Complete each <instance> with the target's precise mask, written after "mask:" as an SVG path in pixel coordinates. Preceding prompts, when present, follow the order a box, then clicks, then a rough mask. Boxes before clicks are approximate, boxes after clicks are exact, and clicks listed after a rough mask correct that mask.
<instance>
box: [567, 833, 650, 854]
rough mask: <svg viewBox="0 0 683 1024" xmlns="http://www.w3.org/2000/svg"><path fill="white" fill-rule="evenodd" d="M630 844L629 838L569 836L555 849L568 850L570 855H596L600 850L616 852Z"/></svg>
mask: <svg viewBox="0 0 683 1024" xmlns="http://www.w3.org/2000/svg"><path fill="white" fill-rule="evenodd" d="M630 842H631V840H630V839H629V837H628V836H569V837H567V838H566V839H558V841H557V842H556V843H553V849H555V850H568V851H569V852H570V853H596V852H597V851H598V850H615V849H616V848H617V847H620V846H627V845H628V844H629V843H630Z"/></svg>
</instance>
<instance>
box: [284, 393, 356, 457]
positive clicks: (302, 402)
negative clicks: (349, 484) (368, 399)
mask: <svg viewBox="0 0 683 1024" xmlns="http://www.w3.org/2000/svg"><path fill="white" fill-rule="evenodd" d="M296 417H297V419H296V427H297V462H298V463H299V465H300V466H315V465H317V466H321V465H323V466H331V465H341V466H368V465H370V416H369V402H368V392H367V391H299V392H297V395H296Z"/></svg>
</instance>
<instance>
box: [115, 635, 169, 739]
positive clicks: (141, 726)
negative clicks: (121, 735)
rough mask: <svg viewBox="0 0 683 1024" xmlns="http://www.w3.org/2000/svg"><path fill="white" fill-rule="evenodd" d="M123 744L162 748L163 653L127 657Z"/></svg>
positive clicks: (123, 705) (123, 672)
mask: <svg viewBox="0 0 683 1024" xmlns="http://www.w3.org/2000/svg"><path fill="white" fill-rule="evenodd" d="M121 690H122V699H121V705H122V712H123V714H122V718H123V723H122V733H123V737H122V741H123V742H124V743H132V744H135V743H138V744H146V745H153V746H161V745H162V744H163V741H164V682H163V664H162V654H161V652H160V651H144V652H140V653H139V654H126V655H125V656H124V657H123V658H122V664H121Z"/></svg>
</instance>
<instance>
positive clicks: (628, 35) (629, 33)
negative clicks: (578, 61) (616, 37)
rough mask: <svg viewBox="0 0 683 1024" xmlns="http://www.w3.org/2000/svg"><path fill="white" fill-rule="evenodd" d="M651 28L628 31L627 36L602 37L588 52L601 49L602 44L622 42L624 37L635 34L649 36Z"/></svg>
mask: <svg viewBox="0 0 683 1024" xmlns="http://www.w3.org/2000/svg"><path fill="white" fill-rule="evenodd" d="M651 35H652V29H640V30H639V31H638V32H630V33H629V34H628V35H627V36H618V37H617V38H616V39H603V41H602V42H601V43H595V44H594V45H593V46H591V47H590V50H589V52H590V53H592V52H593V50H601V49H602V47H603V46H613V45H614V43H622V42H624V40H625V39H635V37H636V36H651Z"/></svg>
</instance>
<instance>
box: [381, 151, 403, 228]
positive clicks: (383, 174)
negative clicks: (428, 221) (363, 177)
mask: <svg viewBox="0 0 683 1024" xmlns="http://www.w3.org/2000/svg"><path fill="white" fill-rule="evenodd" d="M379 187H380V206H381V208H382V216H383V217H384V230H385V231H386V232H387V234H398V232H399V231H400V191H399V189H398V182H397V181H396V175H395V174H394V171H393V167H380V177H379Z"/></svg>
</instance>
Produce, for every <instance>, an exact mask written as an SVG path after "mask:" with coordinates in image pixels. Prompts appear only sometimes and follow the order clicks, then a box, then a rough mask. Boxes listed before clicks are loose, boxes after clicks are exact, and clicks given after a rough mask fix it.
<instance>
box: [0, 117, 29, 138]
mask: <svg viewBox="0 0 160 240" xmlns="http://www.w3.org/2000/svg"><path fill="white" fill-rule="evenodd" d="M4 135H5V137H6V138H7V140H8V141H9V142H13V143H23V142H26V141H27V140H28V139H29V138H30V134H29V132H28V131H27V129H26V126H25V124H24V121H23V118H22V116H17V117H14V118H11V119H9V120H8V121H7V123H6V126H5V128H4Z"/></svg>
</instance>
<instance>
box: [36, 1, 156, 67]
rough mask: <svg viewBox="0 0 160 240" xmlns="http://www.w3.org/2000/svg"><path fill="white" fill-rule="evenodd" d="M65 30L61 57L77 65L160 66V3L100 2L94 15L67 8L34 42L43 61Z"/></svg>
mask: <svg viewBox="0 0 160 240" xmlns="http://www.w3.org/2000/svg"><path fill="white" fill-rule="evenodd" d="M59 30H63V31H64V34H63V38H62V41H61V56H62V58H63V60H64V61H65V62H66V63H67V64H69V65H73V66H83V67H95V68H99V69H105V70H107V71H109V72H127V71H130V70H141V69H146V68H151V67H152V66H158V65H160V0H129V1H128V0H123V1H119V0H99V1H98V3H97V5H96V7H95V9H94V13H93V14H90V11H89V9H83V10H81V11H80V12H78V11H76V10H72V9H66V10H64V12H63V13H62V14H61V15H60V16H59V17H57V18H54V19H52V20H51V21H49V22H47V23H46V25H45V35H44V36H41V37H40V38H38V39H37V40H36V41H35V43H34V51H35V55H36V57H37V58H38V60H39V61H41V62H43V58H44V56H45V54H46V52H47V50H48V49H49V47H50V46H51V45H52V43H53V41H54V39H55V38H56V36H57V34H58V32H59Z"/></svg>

=-=-=-=-=

From the records above, transcribe without alteration every line from the one with "negative clicks: (121, 735)" to the one with "negative clicks: (578, 61) (616, 37)", inclusive.

*Result for this task*.
negative clicks: (121, 735)
rough mask: <svg viewBox="0 0 683 1024" xmlns="http://www.w3.org/2000/svg"><path fill="white" fill-rule="evenodd" d="M123 744L162 748L163 653L127 657Z"/></svg>
positive clicks: (123, 705) (123, 672)
mask: <svg viewBox="0 0 683 1024" xmlns="http://www.w3.org/2000/svg"><path fill="white" fill-rule="evenodd" d="M121 690H122V699H121V705H122V712H123V714H122V718H123V723H122V733H123V737H122V741H123V742H124V743H132V744H135V743H138V744H146V745H153V746H161V745H162V744H163V741H164V682H163V664H162V654H161V652H160V651H144V652H140V653H139V654H126V655H125V656H124V657H123V658H122V664H121Z"/></svg>
</instance>
<instance>
positive clicks: (628, 35) (629, 33)
negative clicks: (578, 61) (616, 37)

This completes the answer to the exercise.